**TESTO DEL DOCUMENTO:**
---+---
Si tratta di un varco il cui spazio è ridotto ed è consentito il passaggio solo in fila indiana di pesone ed animali. Un varco fra due massi enormi, che sembra creato apposta dalla natura per realizzare una porta di accesso alla montagna.
Ricordo che era proprio in questo punto che, al rientro la sera, si provvedeva alla conta del gregge, e dopo una giornata al pascolo in alta quota, potevi avere la certezza di aver fatto un buon lavoro di pastore e custode del gregge se il numero delle pecore che oltrepassavano il varco corrispondeva allo stesso numero di quelle che lo avevano passato al mattino.
Purtroppo quel fatidico 12 agosto non ci fu bisogno di aspettare la conta della sera a "Varco Casale" per scoprire che i conti non tornavano, qualcosa durante il giorno era andato storto e purtroppo mancavano all'appello 5 pecore, e la loro perdita era stata definitiva.
Ma torniamo all'inizio di quella giornata vissuta in prima persona all'età di 16 anni, che non potrò mai dimendicare.
Partivo con il gregge ogni mattina per affrontare la scalata di circa due ore, che permetteva di arrivare in cima, oltrepassare la vetta e trovarci nel versante opposto dove alberi e vallate verdeggianti, rappresentavano il pascolo preferito dai greggi.
Ci troviamo a Monte San Giacomo, sulle montagna a confine con Teggiano, praticamente di fronte il Monte Cervati e attaccati al Monte Motola.
La salita era la parte più faticosa della giornata, seguivo il gregge, insieme a qualcuno dei cani pastori, quelli più pigri, perché invece quelli amanti del loro mestiere da bravi cani pastori precedevano il gregge andando all'avanscoperta, sia per fare strada al gregge stesso, ma soprattutto per avvertirlo di eventuali pericoli...
Portavo nel percorso i soliti accessori, una giacca, non tanto per il freddo, che pure poteva tornare utile perché in alta montagna le temperature anche ad agosto possono diventare pungenti, ma quanto per potermi stendere sopra e fare un sonnellino al fresco di qualche faggio durante le ore calde della giornata.
Nel mio corredo non poteva non esserci un ombrello perché in alta montagna anche con un celo azzurro al mattino, un temporale estivo ci mette un attimo a realizzarsi e lasciarti senza scampo e li sopra non trovi nessun ricovero.
Una borraccia di acqua, perché nessuna fonte o sorgente è presente in quella zona della montagna, e per bere occorre scendere necessariamente a valle, questo vale sia per le persone che per gli animali.
E ovviamente a completare il mio bagaglio lo zaino con dentro il pranzo, ovviamente nel mio non poteva mai mancare qualche libro per poter ammazzare il tempo e la noia.
---+---
**MATERIALE FORNITO:**
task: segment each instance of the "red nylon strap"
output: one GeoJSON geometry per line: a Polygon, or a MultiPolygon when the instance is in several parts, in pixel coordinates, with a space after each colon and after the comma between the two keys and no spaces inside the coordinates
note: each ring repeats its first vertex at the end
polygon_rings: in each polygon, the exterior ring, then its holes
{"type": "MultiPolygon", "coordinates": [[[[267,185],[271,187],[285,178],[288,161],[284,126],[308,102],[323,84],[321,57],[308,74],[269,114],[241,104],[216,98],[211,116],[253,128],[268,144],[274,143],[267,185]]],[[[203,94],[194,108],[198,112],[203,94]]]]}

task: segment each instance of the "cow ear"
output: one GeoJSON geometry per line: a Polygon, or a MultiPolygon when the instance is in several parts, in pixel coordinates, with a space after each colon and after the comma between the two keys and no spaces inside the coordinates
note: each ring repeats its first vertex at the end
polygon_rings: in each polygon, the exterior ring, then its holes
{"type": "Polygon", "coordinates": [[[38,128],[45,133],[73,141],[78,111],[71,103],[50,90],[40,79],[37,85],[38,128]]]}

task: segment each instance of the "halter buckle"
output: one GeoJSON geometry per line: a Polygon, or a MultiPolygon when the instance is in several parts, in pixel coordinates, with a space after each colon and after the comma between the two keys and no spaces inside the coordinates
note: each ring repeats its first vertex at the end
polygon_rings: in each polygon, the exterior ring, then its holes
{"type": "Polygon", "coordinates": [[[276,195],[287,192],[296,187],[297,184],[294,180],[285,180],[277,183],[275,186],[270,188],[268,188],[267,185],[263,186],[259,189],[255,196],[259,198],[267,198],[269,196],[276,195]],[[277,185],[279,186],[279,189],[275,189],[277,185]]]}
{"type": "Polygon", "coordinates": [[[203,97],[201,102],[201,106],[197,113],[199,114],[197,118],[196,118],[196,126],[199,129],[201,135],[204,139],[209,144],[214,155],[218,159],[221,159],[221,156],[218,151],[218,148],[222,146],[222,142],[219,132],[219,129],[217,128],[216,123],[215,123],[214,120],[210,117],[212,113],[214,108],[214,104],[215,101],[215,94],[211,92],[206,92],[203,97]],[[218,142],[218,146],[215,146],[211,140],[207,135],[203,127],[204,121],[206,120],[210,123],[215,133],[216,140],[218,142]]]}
---+---
**COSA FARE:**
Rispondi alle domande seguenti basandoti sul testo del documento.
(a) Quante pecore mancavano all'appello il 12 agosto?
(b) Quanto durava all'incirca la scalata che il gregge affrontava ogni mattina?
(c) Perché nel bagaglio c'era una borraccia d'acqua?

**RISPOSTA AL COMPITO:**
(a) Mancavano 5 pecore.
(b) Durava circa due ore.
(c) In quella zona della montagna non c'è nessuna fonte o sorgente, e per bere bisogna scendere a valle.